Written problem:
Copy out the listing from the line containing "Verify: does the picture contain the swan's wing?" down through the line containing "[76,42,81,46]", swapping "pond water" for "lake water" and leaving everything else unchanged.

[START OF Material provided]

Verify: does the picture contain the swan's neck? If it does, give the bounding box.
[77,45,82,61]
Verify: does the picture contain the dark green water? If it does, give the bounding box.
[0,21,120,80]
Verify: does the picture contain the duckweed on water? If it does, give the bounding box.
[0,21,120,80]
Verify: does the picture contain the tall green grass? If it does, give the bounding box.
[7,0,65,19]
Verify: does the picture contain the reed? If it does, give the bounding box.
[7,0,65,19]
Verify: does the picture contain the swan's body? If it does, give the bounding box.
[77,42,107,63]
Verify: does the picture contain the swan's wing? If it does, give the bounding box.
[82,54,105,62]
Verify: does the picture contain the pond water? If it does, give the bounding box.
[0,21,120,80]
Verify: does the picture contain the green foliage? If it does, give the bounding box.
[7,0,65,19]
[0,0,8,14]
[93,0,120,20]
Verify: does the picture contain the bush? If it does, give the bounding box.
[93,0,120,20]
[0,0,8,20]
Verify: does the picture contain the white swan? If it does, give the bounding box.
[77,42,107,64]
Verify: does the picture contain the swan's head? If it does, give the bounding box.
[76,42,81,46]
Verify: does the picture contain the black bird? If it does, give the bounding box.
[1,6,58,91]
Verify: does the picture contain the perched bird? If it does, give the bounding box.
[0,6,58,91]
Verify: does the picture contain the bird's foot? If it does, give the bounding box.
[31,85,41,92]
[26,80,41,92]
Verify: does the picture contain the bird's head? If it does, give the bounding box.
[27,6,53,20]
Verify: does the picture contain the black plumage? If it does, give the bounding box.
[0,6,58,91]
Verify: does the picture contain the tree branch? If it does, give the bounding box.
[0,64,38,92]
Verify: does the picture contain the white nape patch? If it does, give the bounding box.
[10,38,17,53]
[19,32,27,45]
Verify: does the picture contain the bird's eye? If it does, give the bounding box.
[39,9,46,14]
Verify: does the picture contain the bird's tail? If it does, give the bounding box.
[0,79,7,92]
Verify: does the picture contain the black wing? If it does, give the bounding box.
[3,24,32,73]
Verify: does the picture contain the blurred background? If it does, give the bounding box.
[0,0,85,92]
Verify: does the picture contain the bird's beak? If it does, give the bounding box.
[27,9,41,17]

[END OF Material provided]

Written response:
Verify: does the picture contain the swan's wing? If it does, give the bounding box.
[82,54,105,62]
Verify: does the picture contain the lake water? If it does, give the bounding box.
[0,21,120,80]
Verify: does the picture contain the green foliage? If it does, give the bounding box.
[7,0,65,19]
[0,0,8,14]
[93,0,120,20]
Verify: does the picture contain the bush? If it does, give the bounding box.
[93,0,120,20]
[0,0,8,20]
Verify: does the picture contain the white swan? If it does, give the bounding box.
[77,42,107,64]
Verify: does the picture contain the swan's head? If it does, give the bounding box.
[76,42,81,46]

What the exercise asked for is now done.